> [Dataset records]:
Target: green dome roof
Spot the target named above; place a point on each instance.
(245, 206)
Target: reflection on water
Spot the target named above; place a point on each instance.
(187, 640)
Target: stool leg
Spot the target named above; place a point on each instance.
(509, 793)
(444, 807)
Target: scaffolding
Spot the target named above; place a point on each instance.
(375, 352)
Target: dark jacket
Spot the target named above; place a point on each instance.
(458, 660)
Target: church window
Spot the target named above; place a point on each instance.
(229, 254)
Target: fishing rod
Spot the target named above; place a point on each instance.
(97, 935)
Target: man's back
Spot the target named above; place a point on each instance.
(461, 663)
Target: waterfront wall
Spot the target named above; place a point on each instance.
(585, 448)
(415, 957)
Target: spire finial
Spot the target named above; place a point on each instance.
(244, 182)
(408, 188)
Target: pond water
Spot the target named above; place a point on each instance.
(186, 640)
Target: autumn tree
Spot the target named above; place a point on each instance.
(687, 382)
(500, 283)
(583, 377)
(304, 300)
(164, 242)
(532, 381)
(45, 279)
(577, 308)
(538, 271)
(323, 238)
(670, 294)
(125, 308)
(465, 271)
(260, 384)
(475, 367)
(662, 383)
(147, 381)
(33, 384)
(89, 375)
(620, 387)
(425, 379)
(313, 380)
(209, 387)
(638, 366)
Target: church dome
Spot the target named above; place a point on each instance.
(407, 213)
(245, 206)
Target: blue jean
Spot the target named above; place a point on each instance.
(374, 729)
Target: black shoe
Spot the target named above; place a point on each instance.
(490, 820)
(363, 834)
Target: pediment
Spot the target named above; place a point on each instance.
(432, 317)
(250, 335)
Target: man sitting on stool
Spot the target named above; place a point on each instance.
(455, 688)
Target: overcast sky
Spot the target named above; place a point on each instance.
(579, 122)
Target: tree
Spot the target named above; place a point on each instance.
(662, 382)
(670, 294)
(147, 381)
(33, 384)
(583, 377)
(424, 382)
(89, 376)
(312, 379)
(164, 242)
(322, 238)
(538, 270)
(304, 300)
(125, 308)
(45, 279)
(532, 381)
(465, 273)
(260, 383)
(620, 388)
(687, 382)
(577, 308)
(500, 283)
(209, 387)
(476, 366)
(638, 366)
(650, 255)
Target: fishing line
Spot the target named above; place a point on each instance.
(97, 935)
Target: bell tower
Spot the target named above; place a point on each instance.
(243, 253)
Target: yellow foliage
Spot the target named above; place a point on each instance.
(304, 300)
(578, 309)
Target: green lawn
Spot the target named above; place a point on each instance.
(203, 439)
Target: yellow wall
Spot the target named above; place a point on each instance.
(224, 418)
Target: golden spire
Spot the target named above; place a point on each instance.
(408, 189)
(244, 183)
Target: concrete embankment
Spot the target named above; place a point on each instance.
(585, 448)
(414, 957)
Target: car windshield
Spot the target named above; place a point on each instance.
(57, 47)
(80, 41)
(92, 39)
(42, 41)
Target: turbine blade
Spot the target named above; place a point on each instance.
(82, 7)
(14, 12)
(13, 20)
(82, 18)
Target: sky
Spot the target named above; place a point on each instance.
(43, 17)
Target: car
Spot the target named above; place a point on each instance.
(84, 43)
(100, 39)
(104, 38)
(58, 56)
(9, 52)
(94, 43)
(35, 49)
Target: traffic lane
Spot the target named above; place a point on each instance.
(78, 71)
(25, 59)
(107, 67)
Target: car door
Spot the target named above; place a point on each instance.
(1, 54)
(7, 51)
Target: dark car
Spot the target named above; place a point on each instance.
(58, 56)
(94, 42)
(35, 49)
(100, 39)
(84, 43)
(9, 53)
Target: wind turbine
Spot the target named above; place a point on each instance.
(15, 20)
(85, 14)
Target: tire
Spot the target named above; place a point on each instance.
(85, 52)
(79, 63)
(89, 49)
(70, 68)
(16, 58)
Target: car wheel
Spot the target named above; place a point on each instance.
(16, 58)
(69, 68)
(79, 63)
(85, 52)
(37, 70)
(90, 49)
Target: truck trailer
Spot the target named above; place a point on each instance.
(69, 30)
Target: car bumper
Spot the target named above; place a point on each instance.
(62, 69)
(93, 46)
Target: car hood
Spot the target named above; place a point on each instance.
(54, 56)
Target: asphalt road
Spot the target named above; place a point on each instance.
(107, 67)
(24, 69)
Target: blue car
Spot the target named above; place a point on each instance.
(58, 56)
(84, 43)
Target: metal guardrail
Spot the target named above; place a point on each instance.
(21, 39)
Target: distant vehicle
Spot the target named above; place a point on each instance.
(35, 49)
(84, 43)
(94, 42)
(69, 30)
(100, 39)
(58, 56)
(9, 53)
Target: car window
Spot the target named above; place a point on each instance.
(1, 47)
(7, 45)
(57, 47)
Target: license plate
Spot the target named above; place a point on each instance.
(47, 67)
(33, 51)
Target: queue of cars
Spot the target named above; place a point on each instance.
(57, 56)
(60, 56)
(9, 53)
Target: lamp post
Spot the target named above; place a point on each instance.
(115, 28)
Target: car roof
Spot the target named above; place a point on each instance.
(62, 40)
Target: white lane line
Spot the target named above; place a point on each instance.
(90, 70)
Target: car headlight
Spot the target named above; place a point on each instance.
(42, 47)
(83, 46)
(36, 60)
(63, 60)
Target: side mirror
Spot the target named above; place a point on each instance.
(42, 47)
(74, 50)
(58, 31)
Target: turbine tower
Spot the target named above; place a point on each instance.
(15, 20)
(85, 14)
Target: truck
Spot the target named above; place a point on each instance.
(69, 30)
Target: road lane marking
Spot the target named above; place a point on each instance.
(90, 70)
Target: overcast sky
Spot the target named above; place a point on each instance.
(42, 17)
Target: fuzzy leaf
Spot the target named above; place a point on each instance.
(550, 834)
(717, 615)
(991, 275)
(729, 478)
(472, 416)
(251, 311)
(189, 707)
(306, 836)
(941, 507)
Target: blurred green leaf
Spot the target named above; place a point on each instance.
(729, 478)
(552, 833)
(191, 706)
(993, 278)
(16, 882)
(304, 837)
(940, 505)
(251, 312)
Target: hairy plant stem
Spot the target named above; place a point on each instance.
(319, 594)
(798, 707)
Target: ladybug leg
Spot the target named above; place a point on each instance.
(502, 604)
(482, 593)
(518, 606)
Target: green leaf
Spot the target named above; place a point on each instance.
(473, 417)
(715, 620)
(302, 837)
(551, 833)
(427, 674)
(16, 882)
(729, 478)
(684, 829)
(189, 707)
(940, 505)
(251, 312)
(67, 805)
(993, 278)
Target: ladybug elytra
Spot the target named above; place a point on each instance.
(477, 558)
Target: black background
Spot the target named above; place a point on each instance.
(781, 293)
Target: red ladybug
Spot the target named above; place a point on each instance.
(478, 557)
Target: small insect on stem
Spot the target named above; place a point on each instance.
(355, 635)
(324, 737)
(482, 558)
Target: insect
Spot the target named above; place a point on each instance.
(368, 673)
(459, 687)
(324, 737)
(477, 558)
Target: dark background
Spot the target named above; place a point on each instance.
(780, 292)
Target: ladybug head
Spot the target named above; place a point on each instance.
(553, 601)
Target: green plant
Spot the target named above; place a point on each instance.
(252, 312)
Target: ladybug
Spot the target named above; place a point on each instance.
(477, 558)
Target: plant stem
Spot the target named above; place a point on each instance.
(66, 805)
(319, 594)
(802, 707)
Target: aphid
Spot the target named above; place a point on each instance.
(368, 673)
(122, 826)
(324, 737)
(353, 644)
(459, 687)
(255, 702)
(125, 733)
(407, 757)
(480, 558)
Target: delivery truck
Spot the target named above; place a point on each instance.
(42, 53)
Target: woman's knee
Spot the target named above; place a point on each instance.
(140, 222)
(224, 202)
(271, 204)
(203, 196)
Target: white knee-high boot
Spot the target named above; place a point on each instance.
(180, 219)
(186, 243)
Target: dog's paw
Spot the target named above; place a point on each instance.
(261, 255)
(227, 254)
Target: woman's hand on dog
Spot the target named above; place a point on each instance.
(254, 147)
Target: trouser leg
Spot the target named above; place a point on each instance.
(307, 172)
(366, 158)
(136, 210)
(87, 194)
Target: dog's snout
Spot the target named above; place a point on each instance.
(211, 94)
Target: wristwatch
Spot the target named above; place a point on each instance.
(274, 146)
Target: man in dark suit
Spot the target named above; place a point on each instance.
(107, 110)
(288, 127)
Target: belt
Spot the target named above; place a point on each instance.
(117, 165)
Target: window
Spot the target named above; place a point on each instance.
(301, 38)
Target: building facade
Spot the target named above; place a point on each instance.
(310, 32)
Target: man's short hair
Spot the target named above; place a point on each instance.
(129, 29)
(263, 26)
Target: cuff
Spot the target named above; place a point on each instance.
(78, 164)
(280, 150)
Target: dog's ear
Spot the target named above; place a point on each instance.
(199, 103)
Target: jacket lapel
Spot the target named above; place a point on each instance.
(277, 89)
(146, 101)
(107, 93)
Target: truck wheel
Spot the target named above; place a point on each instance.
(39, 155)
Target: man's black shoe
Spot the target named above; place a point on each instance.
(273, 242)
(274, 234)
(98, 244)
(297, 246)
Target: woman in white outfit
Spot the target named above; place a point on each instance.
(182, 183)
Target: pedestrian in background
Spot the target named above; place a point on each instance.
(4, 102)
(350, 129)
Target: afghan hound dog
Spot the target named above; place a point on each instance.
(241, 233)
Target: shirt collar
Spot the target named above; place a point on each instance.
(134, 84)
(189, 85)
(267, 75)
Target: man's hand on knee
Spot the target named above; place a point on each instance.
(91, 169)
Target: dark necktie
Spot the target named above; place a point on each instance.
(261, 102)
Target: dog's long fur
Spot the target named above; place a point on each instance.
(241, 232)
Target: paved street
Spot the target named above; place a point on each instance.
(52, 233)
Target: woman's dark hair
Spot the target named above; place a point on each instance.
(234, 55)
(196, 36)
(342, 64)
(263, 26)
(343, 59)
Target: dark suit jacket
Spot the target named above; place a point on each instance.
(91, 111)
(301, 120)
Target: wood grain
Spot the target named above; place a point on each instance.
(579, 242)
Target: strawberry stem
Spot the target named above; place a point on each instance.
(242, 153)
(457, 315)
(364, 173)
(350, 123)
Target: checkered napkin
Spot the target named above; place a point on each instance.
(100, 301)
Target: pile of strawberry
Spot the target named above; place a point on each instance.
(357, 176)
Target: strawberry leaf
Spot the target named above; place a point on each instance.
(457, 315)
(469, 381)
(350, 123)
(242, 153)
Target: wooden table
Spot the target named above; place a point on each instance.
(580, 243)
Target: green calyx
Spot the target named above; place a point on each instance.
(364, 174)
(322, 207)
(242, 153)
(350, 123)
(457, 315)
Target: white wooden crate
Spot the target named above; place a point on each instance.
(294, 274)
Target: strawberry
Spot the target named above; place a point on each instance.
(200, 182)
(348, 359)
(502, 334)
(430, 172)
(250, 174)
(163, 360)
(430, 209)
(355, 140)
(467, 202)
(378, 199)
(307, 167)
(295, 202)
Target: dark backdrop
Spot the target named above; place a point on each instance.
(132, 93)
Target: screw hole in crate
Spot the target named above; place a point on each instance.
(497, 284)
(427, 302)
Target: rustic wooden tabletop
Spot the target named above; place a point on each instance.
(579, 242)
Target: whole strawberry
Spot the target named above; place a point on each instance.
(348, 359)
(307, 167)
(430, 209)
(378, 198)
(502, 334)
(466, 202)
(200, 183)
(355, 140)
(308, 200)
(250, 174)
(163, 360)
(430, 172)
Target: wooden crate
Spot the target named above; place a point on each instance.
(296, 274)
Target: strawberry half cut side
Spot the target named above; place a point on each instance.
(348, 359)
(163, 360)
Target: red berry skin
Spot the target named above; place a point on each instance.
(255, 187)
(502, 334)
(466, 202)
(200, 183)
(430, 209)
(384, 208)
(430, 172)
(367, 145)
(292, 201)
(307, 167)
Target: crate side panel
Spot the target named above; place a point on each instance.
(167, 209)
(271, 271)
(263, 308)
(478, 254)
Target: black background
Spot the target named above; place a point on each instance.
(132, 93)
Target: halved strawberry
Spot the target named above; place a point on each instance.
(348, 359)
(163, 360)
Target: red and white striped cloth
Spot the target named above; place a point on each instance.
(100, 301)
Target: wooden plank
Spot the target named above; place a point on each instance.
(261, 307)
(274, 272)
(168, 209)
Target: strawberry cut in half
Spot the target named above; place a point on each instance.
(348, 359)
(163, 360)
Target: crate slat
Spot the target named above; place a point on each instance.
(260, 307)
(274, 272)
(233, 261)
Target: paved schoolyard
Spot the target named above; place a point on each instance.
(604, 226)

> [TASK INSTRUCTIONS]:
The first line of the entries above and every line after it, up to and including the line with "Target: autumn tree", should be set down exactly.

> [YOUR SOLUTION]:
Target: green dome roof
Spot the target named above; place a point on each instance.
(245, 206)
Target: reflection on water
Spot the target named above; place a point on each instance.
(187, 640)
Target: stool leg
Spot the target named above; place a point on each instance.
(509, 793)
(444, 807)
Target: scaffolding
Spot the target named above; place a point on each instance.
(375, 352)
Target: dark jacket
Spot the target named above; place a point on each instance.
(458, 660)
Target: church window
Spot the target named above; place a point on each instance.
(229, 254)
Target: fishing rod
Spot the target named above; place a point on each instance.
(97, 935)
Target: man's back
Spot the target named above; place a point on each instance.
(461, 663)
Target: waterfront wall
Spot the target named above; place a point on each instance.
(585, 448)
(415, 957)
Target: spire finial
Spot the target named above; place a point on each instance.
(244, 182)
(408, 188)
Target: pond water
Spot the target named above; place a point on each instance.
(186, 640)
Target: autumn tree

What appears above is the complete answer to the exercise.